- Task description -
From the listing below, keep only the lines that contain the string "beam" and copy them. Letter case must match.

[start]

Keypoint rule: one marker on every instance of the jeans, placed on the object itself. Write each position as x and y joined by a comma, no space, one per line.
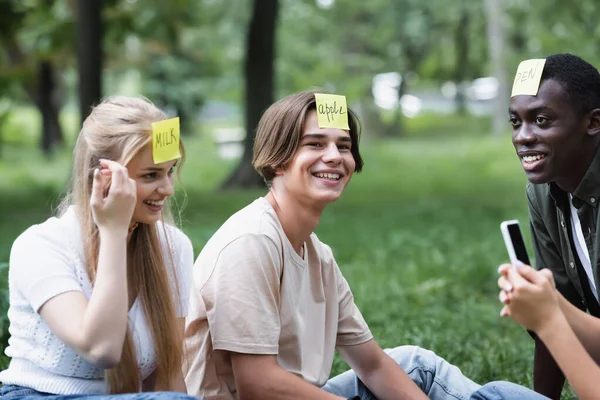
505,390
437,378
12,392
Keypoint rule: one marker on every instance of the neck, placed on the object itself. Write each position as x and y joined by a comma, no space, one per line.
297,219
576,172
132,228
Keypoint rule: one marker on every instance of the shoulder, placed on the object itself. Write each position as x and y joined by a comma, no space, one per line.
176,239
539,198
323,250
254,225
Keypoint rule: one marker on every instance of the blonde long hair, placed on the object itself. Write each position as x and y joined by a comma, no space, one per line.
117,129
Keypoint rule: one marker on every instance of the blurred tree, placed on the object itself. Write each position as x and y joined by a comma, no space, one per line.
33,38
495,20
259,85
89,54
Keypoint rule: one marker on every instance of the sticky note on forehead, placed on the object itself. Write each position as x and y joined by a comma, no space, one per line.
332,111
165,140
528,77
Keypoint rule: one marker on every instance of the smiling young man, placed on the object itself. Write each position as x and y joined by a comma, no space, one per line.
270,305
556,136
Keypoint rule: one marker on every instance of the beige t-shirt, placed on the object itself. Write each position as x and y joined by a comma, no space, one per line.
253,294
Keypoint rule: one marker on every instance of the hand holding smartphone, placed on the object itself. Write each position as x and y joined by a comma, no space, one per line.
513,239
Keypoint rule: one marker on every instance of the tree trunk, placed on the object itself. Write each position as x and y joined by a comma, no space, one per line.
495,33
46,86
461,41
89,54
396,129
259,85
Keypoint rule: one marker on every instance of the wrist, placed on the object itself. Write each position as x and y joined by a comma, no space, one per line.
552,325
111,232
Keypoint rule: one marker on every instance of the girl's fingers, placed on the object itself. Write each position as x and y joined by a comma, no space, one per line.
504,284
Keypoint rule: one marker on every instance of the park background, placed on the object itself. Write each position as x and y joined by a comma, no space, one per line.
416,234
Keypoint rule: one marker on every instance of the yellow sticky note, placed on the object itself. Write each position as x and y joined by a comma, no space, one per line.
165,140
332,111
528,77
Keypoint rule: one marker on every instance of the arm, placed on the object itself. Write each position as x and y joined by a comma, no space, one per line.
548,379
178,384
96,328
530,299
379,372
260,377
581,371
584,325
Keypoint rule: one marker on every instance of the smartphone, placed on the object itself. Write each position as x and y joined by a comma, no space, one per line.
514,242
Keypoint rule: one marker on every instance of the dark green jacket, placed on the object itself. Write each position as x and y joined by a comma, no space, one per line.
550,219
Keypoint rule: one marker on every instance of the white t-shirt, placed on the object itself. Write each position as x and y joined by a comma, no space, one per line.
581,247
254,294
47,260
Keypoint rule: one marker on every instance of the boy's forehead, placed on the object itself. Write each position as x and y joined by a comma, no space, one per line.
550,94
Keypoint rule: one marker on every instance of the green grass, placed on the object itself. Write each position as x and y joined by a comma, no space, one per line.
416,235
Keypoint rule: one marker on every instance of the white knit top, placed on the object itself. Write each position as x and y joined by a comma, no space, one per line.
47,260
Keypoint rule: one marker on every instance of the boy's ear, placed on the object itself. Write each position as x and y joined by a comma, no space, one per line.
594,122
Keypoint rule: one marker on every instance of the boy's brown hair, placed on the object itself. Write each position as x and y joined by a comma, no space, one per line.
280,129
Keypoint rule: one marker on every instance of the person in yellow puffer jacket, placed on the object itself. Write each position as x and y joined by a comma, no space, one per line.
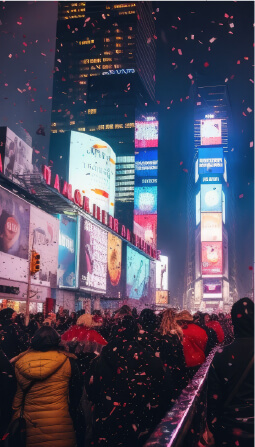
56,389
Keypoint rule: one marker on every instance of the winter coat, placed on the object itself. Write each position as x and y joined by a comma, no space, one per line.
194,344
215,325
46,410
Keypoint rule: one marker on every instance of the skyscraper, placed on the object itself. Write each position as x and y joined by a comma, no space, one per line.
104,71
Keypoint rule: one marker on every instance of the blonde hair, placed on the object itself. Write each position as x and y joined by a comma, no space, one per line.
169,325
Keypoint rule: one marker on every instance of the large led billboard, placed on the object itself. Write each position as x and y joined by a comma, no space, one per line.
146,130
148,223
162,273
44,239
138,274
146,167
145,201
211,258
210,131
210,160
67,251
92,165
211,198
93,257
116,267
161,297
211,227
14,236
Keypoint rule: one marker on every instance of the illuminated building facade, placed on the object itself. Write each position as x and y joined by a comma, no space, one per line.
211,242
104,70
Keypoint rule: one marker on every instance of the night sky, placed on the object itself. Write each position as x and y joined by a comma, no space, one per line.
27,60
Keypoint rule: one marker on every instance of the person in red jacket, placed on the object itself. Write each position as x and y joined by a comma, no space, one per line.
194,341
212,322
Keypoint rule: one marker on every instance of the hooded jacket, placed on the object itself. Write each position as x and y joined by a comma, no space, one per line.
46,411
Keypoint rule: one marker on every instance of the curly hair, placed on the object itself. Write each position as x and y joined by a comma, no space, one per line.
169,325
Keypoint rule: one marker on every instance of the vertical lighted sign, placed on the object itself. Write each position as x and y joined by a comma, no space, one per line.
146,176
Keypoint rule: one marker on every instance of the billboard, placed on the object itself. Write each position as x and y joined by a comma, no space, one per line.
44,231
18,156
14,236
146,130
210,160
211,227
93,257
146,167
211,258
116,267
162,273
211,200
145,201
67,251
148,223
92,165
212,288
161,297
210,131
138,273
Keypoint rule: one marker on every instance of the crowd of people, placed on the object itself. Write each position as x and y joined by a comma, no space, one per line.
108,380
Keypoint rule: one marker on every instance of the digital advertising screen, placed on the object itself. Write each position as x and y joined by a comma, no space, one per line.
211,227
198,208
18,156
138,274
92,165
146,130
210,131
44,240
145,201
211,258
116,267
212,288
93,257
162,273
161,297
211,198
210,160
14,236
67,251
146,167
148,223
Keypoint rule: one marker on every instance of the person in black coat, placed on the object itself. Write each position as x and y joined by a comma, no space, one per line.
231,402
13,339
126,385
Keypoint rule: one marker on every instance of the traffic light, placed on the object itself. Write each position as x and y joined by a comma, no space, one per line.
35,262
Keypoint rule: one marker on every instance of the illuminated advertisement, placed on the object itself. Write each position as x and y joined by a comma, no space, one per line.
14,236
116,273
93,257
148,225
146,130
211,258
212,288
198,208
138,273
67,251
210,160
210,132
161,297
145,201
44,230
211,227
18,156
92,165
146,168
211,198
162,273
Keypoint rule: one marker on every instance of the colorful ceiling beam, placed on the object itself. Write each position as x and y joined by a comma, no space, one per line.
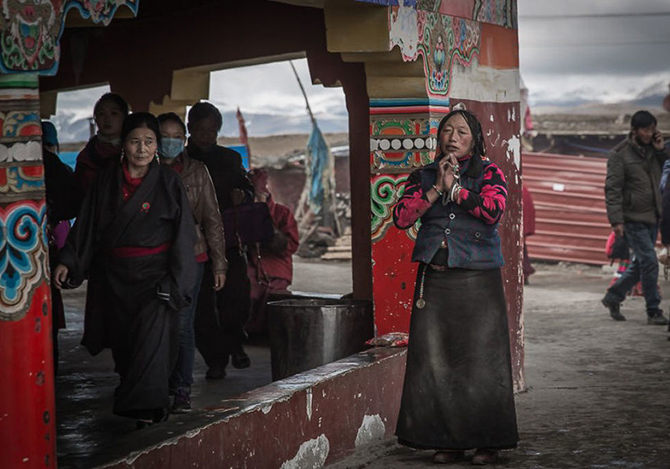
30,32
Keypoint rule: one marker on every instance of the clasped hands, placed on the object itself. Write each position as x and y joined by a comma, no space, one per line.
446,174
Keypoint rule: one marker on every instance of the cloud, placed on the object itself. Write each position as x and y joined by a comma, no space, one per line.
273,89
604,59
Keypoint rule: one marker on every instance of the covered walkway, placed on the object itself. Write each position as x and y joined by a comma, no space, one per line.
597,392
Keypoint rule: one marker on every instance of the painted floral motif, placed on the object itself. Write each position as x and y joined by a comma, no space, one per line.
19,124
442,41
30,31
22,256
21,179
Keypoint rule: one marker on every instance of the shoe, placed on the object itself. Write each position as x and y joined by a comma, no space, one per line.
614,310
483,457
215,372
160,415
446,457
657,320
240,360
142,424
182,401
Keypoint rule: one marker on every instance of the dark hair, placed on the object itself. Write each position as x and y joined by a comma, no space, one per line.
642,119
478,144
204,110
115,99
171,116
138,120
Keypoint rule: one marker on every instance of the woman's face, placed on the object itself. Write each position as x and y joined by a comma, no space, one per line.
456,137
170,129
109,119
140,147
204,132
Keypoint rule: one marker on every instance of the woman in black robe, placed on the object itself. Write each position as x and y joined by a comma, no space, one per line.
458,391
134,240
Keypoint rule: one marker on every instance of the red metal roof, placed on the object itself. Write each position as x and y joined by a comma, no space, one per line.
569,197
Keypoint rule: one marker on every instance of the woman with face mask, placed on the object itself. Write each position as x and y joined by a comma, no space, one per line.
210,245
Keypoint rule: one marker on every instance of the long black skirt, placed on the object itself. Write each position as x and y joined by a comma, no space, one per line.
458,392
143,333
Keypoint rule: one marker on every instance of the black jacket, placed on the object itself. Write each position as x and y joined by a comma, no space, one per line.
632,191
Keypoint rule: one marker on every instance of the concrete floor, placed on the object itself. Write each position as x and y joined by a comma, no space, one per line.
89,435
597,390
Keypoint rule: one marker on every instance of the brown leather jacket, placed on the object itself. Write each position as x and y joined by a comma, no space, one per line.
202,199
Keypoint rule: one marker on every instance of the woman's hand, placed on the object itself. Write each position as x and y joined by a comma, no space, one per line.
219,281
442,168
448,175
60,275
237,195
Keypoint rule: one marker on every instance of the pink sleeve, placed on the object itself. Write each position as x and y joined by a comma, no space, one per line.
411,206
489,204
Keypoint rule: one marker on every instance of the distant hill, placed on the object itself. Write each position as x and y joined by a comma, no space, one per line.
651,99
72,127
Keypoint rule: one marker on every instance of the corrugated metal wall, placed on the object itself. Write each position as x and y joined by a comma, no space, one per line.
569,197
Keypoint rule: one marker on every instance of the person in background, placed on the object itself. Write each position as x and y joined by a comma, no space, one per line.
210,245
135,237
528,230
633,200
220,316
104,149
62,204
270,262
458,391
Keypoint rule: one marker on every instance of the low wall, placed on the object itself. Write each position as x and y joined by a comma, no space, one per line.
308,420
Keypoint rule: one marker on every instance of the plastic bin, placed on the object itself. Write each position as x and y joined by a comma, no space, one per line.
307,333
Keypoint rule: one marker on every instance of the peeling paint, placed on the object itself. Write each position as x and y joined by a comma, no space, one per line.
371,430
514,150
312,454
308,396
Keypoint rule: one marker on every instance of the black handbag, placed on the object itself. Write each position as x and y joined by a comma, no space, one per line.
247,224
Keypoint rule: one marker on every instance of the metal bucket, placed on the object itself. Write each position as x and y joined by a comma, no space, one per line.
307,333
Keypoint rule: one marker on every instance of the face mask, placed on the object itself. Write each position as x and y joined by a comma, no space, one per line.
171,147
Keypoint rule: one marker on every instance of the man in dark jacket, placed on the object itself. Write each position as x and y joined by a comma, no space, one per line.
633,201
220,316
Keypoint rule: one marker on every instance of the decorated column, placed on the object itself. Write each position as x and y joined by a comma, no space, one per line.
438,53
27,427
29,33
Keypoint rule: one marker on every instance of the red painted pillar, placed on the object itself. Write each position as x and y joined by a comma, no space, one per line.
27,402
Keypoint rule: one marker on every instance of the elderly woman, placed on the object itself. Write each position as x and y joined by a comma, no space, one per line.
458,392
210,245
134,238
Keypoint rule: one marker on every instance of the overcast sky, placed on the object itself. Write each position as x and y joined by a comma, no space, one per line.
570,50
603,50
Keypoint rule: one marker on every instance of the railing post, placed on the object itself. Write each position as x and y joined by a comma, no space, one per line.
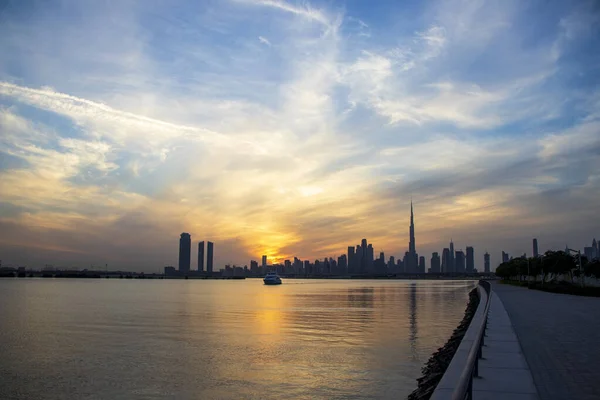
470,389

[end]
[start]

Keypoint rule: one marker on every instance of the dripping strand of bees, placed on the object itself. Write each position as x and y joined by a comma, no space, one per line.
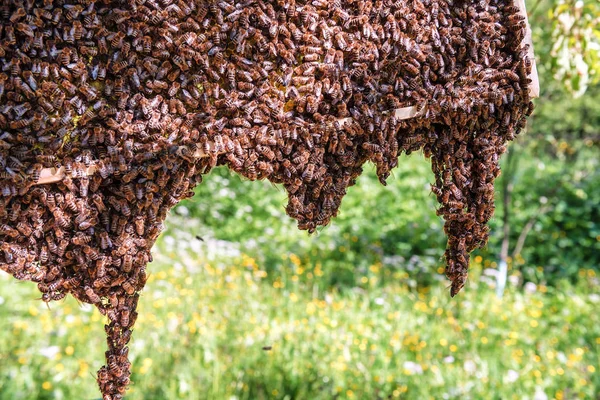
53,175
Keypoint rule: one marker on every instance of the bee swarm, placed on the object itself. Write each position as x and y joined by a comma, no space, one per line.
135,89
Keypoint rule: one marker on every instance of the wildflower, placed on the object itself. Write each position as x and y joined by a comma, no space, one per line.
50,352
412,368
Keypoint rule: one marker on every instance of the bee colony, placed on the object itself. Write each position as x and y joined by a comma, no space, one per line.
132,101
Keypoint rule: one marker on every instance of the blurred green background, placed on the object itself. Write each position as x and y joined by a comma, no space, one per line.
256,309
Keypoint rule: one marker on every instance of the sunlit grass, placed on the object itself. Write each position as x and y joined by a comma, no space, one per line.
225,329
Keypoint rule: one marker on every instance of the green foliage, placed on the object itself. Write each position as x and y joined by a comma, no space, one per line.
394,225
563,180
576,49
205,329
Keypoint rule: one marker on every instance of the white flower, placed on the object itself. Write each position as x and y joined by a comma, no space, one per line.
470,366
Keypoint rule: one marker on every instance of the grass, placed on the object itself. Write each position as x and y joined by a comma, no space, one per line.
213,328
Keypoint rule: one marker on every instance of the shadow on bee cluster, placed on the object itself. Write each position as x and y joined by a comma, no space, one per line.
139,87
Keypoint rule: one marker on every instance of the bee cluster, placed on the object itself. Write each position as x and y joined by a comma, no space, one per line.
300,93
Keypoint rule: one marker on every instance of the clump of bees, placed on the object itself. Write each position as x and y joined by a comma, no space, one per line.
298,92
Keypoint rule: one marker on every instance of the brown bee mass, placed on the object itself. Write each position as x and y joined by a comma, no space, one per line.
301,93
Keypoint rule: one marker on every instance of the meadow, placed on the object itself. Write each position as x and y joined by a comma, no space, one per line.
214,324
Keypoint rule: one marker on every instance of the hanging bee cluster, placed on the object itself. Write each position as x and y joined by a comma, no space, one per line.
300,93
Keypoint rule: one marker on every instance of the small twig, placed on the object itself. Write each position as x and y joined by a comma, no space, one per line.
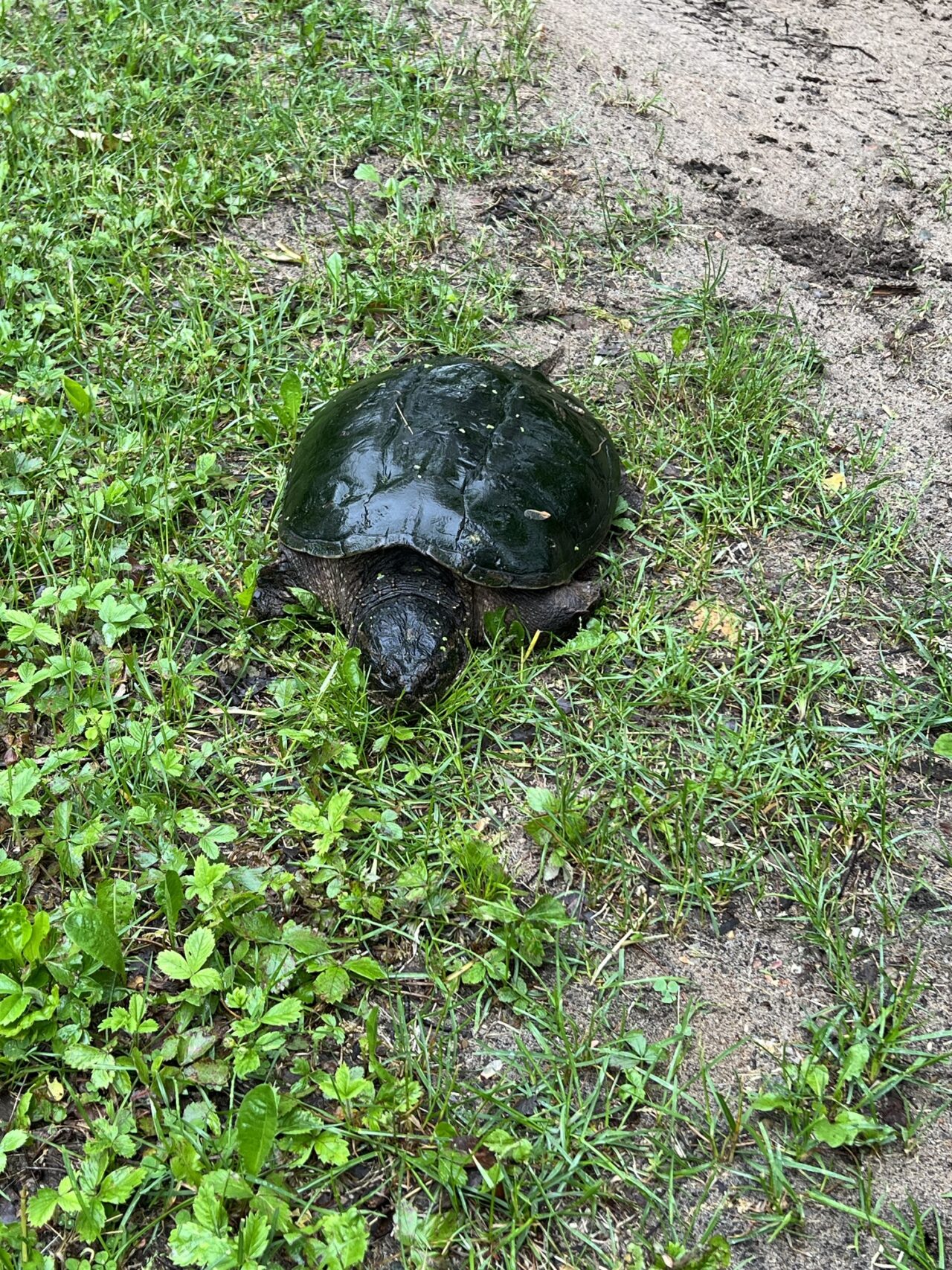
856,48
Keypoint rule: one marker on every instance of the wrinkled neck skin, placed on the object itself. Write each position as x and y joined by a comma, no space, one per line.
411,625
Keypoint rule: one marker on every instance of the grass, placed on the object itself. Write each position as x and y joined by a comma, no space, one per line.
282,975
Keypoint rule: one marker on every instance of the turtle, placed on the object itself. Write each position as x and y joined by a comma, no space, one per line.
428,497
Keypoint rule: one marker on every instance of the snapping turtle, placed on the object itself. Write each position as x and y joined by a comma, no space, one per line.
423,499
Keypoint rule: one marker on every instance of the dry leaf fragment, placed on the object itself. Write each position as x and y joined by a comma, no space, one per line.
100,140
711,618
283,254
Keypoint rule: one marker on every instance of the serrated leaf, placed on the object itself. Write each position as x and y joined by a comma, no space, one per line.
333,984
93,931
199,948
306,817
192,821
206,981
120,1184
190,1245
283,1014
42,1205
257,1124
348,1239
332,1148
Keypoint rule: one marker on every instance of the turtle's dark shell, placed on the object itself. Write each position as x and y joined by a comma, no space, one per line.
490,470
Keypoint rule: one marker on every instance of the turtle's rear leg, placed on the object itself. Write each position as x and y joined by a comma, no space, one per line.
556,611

[end]

- Answer for this exercise -
Keypoint rule: one marker on every instance of the colorful ceiling beam, placed on the object itself. Write each position as x and y joined by a comma, no space, one per line.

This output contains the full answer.